Below is a listing; reproduce each line of it exactly.
-------- Records to use --------
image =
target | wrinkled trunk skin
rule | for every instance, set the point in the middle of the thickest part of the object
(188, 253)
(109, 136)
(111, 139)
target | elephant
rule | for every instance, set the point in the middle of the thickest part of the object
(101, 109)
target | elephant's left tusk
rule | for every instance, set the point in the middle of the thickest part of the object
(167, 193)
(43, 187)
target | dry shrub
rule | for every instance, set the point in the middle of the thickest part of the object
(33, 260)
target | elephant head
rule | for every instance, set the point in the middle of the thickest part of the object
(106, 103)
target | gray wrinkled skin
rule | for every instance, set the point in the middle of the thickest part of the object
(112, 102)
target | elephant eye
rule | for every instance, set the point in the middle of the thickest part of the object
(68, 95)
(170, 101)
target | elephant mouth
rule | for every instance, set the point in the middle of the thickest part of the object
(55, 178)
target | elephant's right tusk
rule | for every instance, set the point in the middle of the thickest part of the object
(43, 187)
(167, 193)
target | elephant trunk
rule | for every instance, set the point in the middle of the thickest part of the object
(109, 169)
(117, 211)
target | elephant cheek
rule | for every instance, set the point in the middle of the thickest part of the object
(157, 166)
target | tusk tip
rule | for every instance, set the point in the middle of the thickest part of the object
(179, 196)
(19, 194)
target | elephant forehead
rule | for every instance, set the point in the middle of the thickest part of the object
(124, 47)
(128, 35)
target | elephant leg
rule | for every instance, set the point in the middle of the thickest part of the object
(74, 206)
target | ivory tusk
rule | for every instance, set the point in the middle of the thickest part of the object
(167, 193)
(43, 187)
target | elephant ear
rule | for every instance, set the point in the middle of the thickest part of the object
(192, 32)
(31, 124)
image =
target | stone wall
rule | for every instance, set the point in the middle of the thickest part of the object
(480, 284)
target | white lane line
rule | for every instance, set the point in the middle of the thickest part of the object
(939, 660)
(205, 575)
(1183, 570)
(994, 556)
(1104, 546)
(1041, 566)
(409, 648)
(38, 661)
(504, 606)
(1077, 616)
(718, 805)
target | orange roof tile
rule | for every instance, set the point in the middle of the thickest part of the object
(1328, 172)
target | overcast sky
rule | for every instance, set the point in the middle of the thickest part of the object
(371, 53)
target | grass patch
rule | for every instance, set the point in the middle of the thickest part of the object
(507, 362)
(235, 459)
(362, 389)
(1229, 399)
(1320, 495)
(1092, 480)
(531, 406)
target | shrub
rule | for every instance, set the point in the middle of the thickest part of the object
--------
▶ _Response below_:
image =
target | wrinkled trunk skin
rule | for every instance, set the point in the middle of the thickest part of the object
(188, 253)
(109, 136)
(111, 139)
target | elephant
rule | for every instance, set the point in the middle of the thickest part of the object
(101, 109)
target | elephant's left tusk
rule | for every instance, set the point in the middle of the thickest part of the object
(167, 193)
(43, 187)
target | dry shrub
rule | for every instance, set the point in the middle of the thickest part of the object
(33, 260)
target | elephant head
rule | for every instance, set the point in the middle of the thickest part of the object
(106, 103)
target | gray wrinkled skin
rule | for every instance, set the point in the middle of the thickest part of the object
(112, 102)
target | elephant eye
rule | for every instance, set the point in the middle of the thickest part of the object
(68, 95)
(170, 101)
target | elephant mouth
rule | for every instance, set the point in the middle of the thickest part of the object
(55, 178)
target | elephant's right tusk
rule | for every instance, set the point in the middle of the thickest part of the object
(43, 187)
(167, 193)
target | elephant trunk
rule | for every instance, set the point in the middle of the thickest part of the object
(109, 169)
(117, 211)
target | elephant cheek
rule | for every instance, set the point in the middle of the thickest part of the object
(157, 166)
target | tusk tip
rule | for every instance, set the point in the middle of the thickest part of the object
(179, 196)
(19, 194)
target | elephant forehead
rule | for every instance, set the point in the middle of the thickest part of the object
(124, 47)
(128, 35)
target | elephant leg
rule | for every instance, set the point in the middle of the thickest part of the object
(74, 206)
target | ivory tusk
rule | for every instance, set the point in the middle of the thickest part of the object
(167, 193)
(43, 187)
target | elephant ear
rule | for every instance, set the point in the middle of the thickest part of the object
(192, 32)
(31, 124)
image =
target | stone wall
rule | for every instance, set the point in the middle of the thickest part of the object
(480, 284)
target | white lane line
rule | for every instance, set the point in the middle of the thickest part of the object
(939, 660)
(205, 575)
(1183, 570)
(994, 556)
(1104, 546)
(1041, 566)
(409, 648)
(38, 661)
(504, 606)
(1077, 616)
(718, 805)
target | orange roof tile
rule | for every instance, set the point in the middle of the thickest part of the object
(1328, 172)
target | overcast sky
rule | for every instance, set the point in the middle of the thickest part of the object
(371, 53)
target | grass patch
rule | for every instance, set the point in the middle of the thickest part of the object
(507, 362)
(235, 459)
(362, 389)
(1229, 399)
(1320, 495)
(1092, 480)
(531, 406)
target | shrub
rule | for every instance, set the point in the middle of the thickest part of the object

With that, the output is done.